Estratti da un dataset di puntamento

/---

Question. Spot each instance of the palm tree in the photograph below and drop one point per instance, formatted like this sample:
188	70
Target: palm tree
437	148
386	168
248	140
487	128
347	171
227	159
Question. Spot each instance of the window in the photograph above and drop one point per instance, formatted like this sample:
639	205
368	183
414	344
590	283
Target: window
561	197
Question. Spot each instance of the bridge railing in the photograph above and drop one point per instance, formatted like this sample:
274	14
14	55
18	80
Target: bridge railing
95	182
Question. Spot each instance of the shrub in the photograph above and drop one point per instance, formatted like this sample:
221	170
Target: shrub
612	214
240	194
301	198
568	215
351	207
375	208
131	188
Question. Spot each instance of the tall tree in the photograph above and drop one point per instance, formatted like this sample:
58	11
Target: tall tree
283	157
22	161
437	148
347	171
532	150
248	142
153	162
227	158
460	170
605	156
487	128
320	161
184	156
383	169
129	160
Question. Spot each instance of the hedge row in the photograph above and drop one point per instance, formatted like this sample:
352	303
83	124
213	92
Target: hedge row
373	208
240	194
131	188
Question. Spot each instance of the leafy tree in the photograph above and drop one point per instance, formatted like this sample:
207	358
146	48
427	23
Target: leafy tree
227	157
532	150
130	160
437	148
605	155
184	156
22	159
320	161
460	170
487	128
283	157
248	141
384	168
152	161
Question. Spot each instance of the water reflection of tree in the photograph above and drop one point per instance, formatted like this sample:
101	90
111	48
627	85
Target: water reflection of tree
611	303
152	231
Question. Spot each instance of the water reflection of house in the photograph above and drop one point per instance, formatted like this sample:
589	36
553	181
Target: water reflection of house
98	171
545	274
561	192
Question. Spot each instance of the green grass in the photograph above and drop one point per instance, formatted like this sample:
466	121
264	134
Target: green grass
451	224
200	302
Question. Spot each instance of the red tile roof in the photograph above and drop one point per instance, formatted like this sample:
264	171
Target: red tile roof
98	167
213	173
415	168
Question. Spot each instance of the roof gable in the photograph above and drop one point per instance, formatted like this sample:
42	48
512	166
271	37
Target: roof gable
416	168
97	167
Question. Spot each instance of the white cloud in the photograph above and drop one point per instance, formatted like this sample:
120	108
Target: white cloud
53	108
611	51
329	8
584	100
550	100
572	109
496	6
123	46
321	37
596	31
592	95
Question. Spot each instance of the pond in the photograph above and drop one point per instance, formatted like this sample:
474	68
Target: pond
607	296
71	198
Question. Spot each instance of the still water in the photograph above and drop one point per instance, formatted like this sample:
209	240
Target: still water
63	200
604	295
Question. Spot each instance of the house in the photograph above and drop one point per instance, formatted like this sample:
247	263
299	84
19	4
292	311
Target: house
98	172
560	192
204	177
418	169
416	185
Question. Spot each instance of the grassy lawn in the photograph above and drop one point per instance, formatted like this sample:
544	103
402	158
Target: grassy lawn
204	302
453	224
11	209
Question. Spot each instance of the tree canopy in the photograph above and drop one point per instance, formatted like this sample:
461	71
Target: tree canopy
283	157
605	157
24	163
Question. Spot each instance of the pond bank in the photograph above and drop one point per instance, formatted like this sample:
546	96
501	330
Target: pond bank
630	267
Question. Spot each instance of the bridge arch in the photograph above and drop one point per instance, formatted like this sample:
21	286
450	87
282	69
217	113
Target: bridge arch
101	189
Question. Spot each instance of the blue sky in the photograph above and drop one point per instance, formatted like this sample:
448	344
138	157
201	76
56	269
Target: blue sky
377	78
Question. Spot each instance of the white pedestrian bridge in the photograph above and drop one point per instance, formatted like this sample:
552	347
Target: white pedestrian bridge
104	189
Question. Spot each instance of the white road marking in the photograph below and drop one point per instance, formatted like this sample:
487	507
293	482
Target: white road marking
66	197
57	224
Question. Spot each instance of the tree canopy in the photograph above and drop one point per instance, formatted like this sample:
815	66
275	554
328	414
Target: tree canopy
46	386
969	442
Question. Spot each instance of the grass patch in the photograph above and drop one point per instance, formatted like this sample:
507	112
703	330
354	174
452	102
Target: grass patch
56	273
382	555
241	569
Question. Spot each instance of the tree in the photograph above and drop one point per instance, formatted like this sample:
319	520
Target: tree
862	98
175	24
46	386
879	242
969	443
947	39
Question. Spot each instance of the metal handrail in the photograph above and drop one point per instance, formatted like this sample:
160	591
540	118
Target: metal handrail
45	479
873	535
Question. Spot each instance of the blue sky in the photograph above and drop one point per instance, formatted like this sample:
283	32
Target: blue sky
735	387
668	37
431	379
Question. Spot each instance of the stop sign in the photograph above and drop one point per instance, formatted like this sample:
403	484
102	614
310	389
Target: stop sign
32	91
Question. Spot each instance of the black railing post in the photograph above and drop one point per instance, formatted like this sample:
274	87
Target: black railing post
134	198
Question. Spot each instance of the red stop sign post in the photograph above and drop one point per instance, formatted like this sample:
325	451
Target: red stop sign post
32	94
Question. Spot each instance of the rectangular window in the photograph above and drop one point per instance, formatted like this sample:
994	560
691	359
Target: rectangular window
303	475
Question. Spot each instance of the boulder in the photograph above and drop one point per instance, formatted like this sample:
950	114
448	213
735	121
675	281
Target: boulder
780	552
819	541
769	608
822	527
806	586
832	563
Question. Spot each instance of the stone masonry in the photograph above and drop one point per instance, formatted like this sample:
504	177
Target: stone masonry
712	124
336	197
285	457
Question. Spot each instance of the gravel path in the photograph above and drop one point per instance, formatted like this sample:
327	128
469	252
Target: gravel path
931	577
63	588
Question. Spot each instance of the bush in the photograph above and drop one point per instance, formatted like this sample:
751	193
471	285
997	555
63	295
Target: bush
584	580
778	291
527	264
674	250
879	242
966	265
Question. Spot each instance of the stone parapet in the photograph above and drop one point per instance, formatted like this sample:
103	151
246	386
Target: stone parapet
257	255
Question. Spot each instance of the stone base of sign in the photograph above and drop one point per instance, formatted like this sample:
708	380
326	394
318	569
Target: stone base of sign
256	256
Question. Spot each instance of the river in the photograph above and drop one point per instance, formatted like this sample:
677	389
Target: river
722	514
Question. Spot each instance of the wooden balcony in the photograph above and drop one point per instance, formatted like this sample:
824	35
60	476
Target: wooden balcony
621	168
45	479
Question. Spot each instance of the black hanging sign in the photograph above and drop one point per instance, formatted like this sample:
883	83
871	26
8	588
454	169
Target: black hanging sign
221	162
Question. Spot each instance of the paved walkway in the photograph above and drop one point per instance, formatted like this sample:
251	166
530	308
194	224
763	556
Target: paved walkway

\---

Puoi ripetere parola per parola tutti i record riportati sopra, dal primo all'ultimo?

Risultato →
Question. Spot each instance of the palm tree in the photograph below and drop one point per instance, formatted like this sample:
188	70
Target: palm tree
437	148
386	168
248	140
487	128
347	171
227	159
Question. Spot each instance of the window in the photograph above and drop one point per instance, formatted like this sample:
639	205
368	183
414	344
590	283
Target: window
561	197
Question. Spot each instance of the bridge railing in the photograph above and drop one point per instance, formatted like this sample:
274	14
14	55
18	80
Target: bridge railing
95	182
Question. Spot each instance of the shrub in the photograph above and drop one point per instance, formatted like this sample:
221	170
Target: shrub
612	214
240	194
301	198
568	215
351	207
375	208
131	188
Question. Spot each instance of the tall tree in the photograph above and drop one point per instance, formatted like this sample:
58	11
Target: tall tree
283	157
22	161
437	148
347	171
532	150
248	142
153	162
227	158
460	170
605	156
487	128
320	161
184	156
383	169
129	160
Question. Spot each instance of the hedge row in the photograph above and drop one point per instance, formatted like this sample:
352	303
83	124
213	92
Target: hedge row
373	208
240	194
131	188
Question. Spot each instance of the leafy tree in the photograph above and drop one point per instance, formatted like this sample:
207	358
146	48
427	23
Target: leafy tree
227	157
532	150
130	160
437	148
605	155
184	156
22	159
320	161
460	170
487	128
283	157
248	141
384	168
152	161
Question. Spot each instance of the water reflection of tree in the photograph above and drop one point per instance, formatted like this sample:
101	90
111	48
627	85
Target: water reflection of tree
611	303
152	231
Question. Spot each instance of the water reflection of house in the photograph above and drop one point per instance, formatted like this sample:
589	36
553	181
Target: water reflection of house
98	171
545	274
561	192
Question. Spot each instance of the green grass in the photograph above and drop one point per instance, formatted like this sample:
466	121
264	134
Target: green grass
451	224
200	302
Question. Spot each instance of the red tile roof in the photograph above and drop one point per instance, formatted like this sample:
264	171
Target: red tile roof
98	167
213	173
415	168
Question. Spot each instance of the roof gable in the photograph above and drop one point per instance, formatted like this sample:
42	48
512	166
271	37
Target: roof gable
416	168
97	167
Question. Spot each instance of the white cloud in the photograph above and drop one point per instance, formatted like this sample:
120	108
Target: white cloud
53	108
611	51
329	8
584	100
550	100
572	109
496	6
123	46
321	37
596	31
592	95
Question. Spot each instance of the pond in the photograph above and drop one point per instance, formatted like this sample:
474	68
Target: pond
607	296
71	198
Question. Spot each instance of the still water in the photograph above and drop one point per instance, formatted like this sample:
209	240
Target: still water
63	200
604	295
Question. Spot each instance of the house in the photograph above and drop one point per instance, formatted like this sample:
247	263
299	84
19	4
292	311
Target: house
98	172
560	192
204	177
418	169
416	185
Question. Spot each instance of the grassy lawn in the photograph above and drop one point per instance, formatted like this sample:
544	103
402	158
Target: grassy lawn
204	302
453	224
11	209
Question. Spot each instance of the tree canopy in the photograph above and drop one point per instance, formatted like this sample:
461	71
Target: tree canopy
283	157
605	157
24	163
Question. Spot each instance of the pond bank in the photograph above and drop one point per instance, formatted like this sample:
546	96
501	330
Target: pond bank
630	267
Question. Spot each instance of the bridge arch in the photograph above and drop one point per instance, formatted like this sample:
21	286
450	87
282	69
217	113
Target: bridge arch
101	189
Question. Spot each instance of the blue sky in the photograph above and drop one point per instance, formatted like this sample:
448	344
138	157
201	76
56	269
Target: blue sky
377	78
Question. Spot each instance of the white pedestrian bridge in the photograph above and drop one point per instance, formatted like this sample:
552	347
Target: white pedestrian bridge
104	189
Question. Spot each instance of the white road marking in the photograph below and drop one point per instance, formatted like this sample:
487	507
293	482
Target: white road marking
66	197
57	224
Question. Spot each instance of the tree canopy in the photograph above and drop one point per instance, formatted like this sample:
815	66
275	554
328	414
Target: tree canopy
46	386
969	442
Question. Spot each instance of the grass patch in the photograph above and drop one point per instance, formatted like this sample:
507	112
703	330
354	174
452	102
Target: grass patch
56	273
382	555
241	569
Question. Spot each instance of the tree in the photograph above and drop one point per instance, formatted like this sample:
319	520
Target: tree
862	98
175	24
46	386
879	242
969	443
947	39
Question. Spot each instance of the metal handrail in the photograph above and drop one point per instance, formatted like this sample:
160	591
540	118
Target: metal handrail
45	479
873	535
Question. Spot each instance of the blue sky in the photograph above and drop one point per instance, formatted like this sample:
283	32
Target: blue sky
735	387
668	37
431	379
Question. Spot each instance of the stop sign in the photograph above and drop one point per instance, formatted like this sample:
403	484
102	614
310	389
Target: stop sign
32	91
Question. Spot each instance of the black railing post in the photograph above and drop one point per instance, formatted like this sample:
274	87
Target: black railing post
134	198
Question. Spot each instance of the red stop sign post in the photograph above and drop one point per instance, formatted like this sample:
325	451
Target: red stop sign post
32	94
Question. Spot each instance of the rectangular window in the photograph above and drop one point per instance, formatted like this sample:
994	560
691	359
Target: rectangular window
303	475
Question. Spot each instance of the boulder in the photograph above and drop one point per instance, formatted like this sample:
950	114
448	213
735	121
675	281
Target: boulder
780	552
819	541
769	608
822	527
806	586
832	563
Question. Spot each instance of the stone masonry in the photograph above and drop one point per instance, formatted like this sample:
504	177
Target: stone masonry
712	124
336	197
285	457
Question. Spot each instance of the gravel path in the photograph above and drop one point per instance, formatted like this sample:
327	128
469	252
Target: gravel path
931	577
63	588
Question. Spot each instance of the bush in the photograph above and drop one point per instance, formatted like this sample:
751	193
471	285
997	555
63	295
Target: bush
584	580
778	291
527	264
674	250
879	242
966	265
Question. Spot each instance of the stone parapet in the photograph above and drop one point per instance, formatted like this sample:
103	151
246	386
Target: stone parapet
257	255
Question. Spot each instance of the stone base of sign in the photograph above and drop one point per instance, formatted like this sample:
708	380
326	394
318	569
Target: stone base of sign
256	256
Question. Spot each instance of the river in the photograph above and drop one point per instance, formatted like this sample:
677	389
Target: river
722	514
Question. Spot each instance of the wooden balcony in the photograph above and drop one point per instance, formatted like this sample:
824	35
60	476
Target: wooden balcony
621	168
45	479
Question. Spot each instance of the black hanging sign in the photograph above and drop one point per instance, formatted like this sample:
883	83
871	26
8	588
454	169
Target: black hanging sign
221	162
Question. Spot each instance of the paved walkway in the photograph above and drop one point per instance, formatted like this sample:
251	166
530	308
194	224
763	556
Target: paved walkway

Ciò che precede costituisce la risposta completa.